* _GIVEN RECORDS_:
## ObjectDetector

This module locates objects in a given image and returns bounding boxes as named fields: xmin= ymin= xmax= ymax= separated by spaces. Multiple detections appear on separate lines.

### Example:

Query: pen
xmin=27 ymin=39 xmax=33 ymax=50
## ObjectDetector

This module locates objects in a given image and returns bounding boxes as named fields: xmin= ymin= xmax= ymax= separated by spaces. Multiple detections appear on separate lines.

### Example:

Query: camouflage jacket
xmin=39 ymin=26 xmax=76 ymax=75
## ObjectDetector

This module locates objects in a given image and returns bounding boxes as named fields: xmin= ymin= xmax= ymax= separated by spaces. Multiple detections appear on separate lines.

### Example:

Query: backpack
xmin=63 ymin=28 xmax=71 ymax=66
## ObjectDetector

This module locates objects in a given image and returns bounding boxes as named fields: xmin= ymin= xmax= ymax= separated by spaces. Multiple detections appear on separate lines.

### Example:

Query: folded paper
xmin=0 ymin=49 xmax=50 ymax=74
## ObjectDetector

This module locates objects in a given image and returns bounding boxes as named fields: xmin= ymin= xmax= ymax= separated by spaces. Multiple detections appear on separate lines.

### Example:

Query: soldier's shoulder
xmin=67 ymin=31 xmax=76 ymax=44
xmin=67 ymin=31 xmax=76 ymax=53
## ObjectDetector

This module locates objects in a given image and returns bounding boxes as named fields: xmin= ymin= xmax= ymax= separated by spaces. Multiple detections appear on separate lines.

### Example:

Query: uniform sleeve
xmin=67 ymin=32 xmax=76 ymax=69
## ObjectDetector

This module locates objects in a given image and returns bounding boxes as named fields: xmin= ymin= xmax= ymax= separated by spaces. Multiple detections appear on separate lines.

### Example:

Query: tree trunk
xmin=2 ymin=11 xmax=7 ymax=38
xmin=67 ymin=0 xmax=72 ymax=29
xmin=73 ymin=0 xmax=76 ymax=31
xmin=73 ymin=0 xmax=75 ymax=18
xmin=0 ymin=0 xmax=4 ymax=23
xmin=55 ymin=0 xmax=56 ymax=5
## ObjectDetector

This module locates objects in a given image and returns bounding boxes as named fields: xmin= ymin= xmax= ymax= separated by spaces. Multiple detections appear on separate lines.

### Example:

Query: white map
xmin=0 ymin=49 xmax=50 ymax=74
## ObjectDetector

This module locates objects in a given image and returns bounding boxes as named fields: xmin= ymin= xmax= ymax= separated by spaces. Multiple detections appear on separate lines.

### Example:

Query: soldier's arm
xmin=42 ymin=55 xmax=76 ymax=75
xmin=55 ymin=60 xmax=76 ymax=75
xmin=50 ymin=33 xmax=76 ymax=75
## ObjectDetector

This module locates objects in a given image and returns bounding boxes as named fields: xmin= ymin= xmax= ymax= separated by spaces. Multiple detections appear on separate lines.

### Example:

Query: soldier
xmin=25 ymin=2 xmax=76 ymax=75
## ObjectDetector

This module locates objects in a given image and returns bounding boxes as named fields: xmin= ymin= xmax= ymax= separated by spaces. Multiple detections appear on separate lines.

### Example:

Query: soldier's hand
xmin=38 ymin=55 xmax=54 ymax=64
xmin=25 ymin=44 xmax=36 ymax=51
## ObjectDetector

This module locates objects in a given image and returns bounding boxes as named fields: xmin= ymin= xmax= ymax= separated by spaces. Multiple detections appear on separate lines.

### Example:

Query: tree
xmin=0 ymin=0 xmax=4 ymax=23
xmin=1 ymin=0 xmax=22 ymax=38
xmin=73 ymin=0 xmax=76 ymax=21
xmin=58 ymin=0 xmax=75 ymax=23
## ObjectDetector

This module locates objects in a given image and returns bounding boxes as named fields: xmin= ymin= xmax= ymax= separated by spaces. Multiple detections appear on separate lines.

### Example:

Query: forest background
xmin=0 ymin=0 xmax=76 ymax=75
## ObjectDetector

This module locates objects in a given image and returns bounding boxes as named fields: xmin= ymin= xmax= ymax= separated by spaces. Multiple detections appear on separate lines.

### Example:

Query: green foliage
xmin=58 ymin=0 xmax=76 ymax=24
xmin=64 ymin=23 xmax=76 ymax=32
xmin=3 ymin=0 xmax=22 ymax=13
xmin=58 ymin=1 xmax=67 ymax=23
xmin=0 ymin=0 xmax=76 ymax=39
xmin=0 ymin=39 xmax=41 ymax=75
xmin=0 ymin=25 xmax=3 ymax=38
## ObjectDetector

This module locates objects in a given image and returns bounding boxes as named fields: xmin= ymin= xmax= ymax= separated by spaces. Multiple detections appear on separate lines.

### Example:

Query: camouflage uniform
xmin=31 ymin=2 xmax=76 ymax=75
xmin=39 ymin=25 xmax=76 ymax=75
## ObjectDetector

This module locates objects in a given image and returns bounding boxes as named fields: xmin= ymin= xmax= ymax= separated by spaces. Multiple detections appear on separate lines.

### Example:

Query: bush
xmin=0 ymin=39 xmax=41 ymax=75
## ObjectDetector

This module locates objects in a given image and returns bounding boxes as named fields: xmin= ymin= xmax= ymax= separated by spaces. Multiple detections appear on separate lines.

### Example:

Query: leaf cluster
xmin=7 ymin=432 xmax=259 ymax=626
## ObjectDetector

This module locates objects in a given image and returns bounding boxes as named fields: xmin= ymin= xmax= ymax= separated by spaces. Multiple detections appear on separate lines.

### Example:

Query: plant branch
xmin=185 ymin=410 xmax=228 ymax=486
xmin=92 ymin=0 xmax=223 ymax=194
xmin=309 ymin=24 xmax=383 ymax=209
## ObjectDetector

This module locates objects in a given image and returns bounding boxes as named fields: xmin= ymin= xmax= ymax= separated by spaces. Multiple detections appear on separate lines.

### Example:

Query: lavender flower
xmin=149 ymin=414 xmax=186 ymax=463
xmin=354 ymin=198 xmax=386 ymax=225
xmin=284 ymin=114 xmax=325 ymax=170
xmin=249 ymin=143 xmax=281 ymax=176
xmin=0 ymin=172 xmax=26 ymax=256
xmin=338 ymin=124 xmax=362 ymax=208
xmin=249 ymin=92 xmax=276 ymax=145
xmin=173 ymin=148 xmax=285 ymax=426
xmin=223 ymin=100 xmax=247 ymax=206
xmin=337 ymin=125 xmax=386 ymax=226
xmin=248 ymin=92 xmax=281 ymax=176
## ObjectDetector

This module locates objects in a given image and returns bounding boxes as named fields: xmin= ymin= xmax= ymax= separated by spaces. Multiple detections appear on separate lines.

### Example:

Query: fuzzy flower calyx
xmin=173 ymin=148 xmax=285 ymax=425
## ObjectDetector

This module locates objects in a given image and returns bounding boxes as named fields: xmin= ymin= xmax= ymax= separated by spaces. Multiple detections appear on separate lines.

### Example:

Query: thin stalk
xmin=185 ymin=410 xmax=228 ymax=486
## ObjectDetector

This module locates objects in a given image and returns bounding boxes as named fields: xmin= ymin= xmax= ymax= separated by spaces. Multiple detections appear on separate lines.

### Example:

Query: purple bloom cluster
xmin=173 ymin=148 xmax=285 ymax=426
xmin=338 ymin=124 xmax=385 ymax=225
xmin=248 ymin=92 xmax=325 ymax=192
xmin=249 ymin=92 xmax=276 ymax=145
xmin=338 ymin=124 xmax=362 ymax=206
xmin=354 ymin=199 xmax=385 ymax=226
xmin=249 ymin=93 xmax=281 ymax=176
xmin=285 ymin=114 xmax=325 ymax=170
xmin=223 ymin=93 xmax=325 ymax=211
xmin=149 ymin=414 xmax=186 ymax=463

* _EXERCISE DETAILS_:
Please give the entries above again in full, exactly as written.

* _EXERCISE ANSWER_:
## ObjectDetector

This module locates objects in a given image and returns bounding boxes as named fields: xmin= ymin= xmax= ymax= separated by spaces. Multiple detections appear on separate lines.

### Example:

Query: pen
xmin=27 ymin=39 xmax=33 ymax=50
## ObjectDetector

This module locates objects in a given image and returns bounding boxes as named fields: xmin= ymin= xmax= ymax= separated by spaces. Multiple detections appear on separate lines.

### Example:

Query: camouflage jacket
xmin=39 ymin=26 xmax=76 ymax=75
## ObjectDetector

This module locates objects in a given image and returns bounding boxes as named fields: xmin= ymin= xmax= ymax= separated by spaces. Multiple detections appear on separate lines.

### Example:

Query: backpack
xmin=63 ymin=28 xmax=71 ymax=66
## ObjectDetector

This module locates objects in a given image and returns bounding boxes as named fields: xmin= ymin= xmax= ymax= separated by spaces. Multiple detections appear on separate lines.

### Example:

Query: folded paper
xmin=0 ymin=49 xmax=50 ymax=74
## ObjectDetector

This module locates objects in a given image and returns bounding boxes as named fields: xmin= ymin= xmax= ymax= separated by spaces. Multiple detections appear on separate lines.

### Example:

Query: soldier's shoulder
xmin=67 ymin=31 xmax=76 ymax=44
xmin=67 ymin=31 xmax=76 ymax=53
## ObjectDetector

This module locates objects in a given image and returns bounding boxes as named fields: xmin= ymin= xmax= ymax= separated by spaces. Multiple detections appear on separate lines.

### Example:

Query: uniform sleeve
xmin=67 ymin=32 xmax=76 ymax=69
## ObjectDetector

This module locates objects in a given image and returns bounding boxes as named fields: xmin= ymin= xmax= ymax= separated by spaces. Multiple detections appear on separate lines.

### Example:

Query: tree trunk
xmin=2 ymin=11 xmax=7 ymax=38
xmin=67 ymin=0 xmax=72 ymax=29
xmin=73 ymin=0 xmax=76 ymax=31
xmin=73 ymin=0 xmax=75 ymax=18
xmin=0 ymin=0 xmax=4 ymax=23
xmin=55 ymin=0 xmax=56 ymax=5
## ObjectDetector

This module locates objects in a given image and returns bounding boxes as named fields: xmin= ymin= xmax= ymax= separated by spaces. Multiple detections appear on separate lines.

### Example:

Query: white map
xmin=0 ymin=49 xmax=50 ymax=74
## ObjectDetector

This module locates objects in a given image and returns bounding boxes as named fields: xmin= ymin= xmax= ymax= separated by spaces. Multiple detections appear on separate lines.

### Example:

Query: soldier's arm
xmin=42 ymin=55 xmax=76 ymax=75
xmin=55 ymin=60 xmax=76 ymax=75
xmin=50 ymin=33 xmax=76 ymax=75
## ObjectDetector

This module locates objects in a given image and returns bounding boxes as named fields: xmin= ymin= xmax= ymax= separated by spaces. Multiple detections appear on separate lines.

### Example:

Query: soldier
xmin=25 ymin=2 xmax=76 ymax=75
## ObjectDetector

This module locates objects in a given image and returns bounding boxes as named fields: xmin= ymin= xmax= ymax= separated by spaces. Multiple detections appear on separate lines.

### Example:

Query: soldier's hand
xmin=38 ymin=55 xmax=54 ymax=64
xmin=25 ymin=44 xmax=36 ymax=51
## ObjectDetector

This module locates objects in a given image and returns bounding boxes as named fields: xmin= ymin= xmax= ymax= separated by spaces. Multiple detections appear on separate lines.

### Example:

Query: tree
xmin=0 ymin=0 xmax=4 ymax=23
xmin=1 ymin=0 xmax=22 ymax=38
xmin=73 ymin=0 xmax=76 ymax=21
xmin=58 ymin=0 xmax=75 ymax=23
## ObjectDetector

This module locates objects in a given image and returns bounding boxes as named fields: xmin= ymin= xmax= ymax= separated by spaces. Multiple detections appear on separate lines.

### Example:

Query: forest background
xmin=0 ymin=0 xmax=76 ymax=75
## ObjectDetector

This module locates objects in a given image and returns bounding boxes as named fields: xmin= ymin= xmax= ymax= separated by spaces. Multiple detections appear on separate lines.

### Example:

Query: green foliage
xmin=58 ymin=0 xmax=76 ymax=24
xmin=64 ymin=23 xmax=76 ymax=32
xmin=3 ymin=0 xmax=22 ymax=13
xmin=58 ymin=1 xmax=67 ymax=23
xmin=0 ymin=0 xmax=76 ymax=39
xmin=0 ymin=39 xmax=41 ymax=75
xmin=0 ymin=25 xmax=3 ymax=38
## ObjectDetector

This module locates objects in a given image and returns bounding boxes as named fields: xmin= ymin= xmax= ymax= separated by spaces. Multiple detections appear on separate lines.

### Example:

Query: camouflage uniform
xmin=31 ymin=2 xmax=76 ymax=75
xmin=39 ymin=25 xmax=76 ymax=75
## ObjectDetector

This module locates objects in a given image and returns bounding boxes as named fields: xmin= ymin= xmax= ymax= separated by spaces. Multiple detections appear on separate lines.

### Example:

Query: bush
xmin=0 ymin=39 xmax=41 ymax=75
## ObjectDetector

This module locates objects in a given image and returns bounding boxes as named fields: xmin= ymin= xmax= ymax= separated by spaces. Multiple detections appear on separate lines.

### Example:

Query: leaf cluster
xmin=7 ymin=432 xmax=259 ymax=626
## ObjectDetector

This module locates objects in a given image and returns bounding boxes as named fields: xmin= ymin= xmax= ymax= separated by spaces. Multiple detections appear on separate lines.

### Example:

Query: plant branch
xmin=185 ymin=410 xmax=228 ymax=486
xmin=92 ymin=0 xmax=223 ymax=194
xmin=309 ymin=24 xmax=383 ymax=209
## ObjectDetector

This module locates objects in a given image and returns bounding boxes as named fields: xmin= ymin= xmax= ymax= separated by spaces. Multiple detections appear on separate lines.

### Example:

Query: lavender flower
xmin=149 ymin=414 xmax=186 ymax=463
xmin=354 ymin=198 xmax=386 ymax=225
xmin=284 ymin=114 xmax=325 ymax=170
xmin=249 ymin=143 xmax=281 ymax=176
xmin=0 ymin=172 xmax=26 ymax=256
xmin=338 ymin=124 xmax=362 ymax=208
xmin=249 ymin=92 xmax=276 ymax=145
xmin=173 ymin=148 xmax=285 ymax=426
xmin=223 ymin=100 xmax=247 ymax=206
xmin=337 ymin=125 xmax=386 ymax=226
xmin=248 ymin=92 xmax=281 ymax=176
## ObjectDetector

This module locates objects in a given image and returns bounding boxes as named fields: xmin= ymin= xmax= ymax= separated by spaces. Multiple detections appear on separate lines.

### Example:

Query: fuzzy flower calyx
xmin=173 ymin=148 xmax=285 ymax=425
## ObjectDetector

This module locates objects in a given image and returns bounding boxes as named fields: xmin= ymin= xmax= ymax= separated by spaces. Multiple detections appear on separate lines.

### Example:

Query: thin stalk
xmin=185 ymin=410 xmax=228 ymax=486
## ObjectDetector

This module locates objects in a given image and returns bounding boxes as named fields: xmin= ymin= xmax= ymax= separated by spaces. Multiple detections appear on separate lines.

### Example:

Query: purple bloom cluster
xmin=173 ymin=148 xmax=285 ymax=426
xmin=338 ymin=124 xmax=385 ymax=225
xmin=248 ymin=92 xmax=325 ymax=192
xmin=249 ymin=92 xmax=276 ymax=145
xmin=338 ymin=124 xmax=362 ymax=206
xmin=354 ymin=199 xmax=385 ymax=226
xmin=249 ymin=93 xmax=281 ymax=176
xmin=285 ymin=114 xmax=325 ymax=170
xmin=223 ymin=93 xmax=325 ymax=211
xmin=149 ymin=414 xmax=186 ymax=463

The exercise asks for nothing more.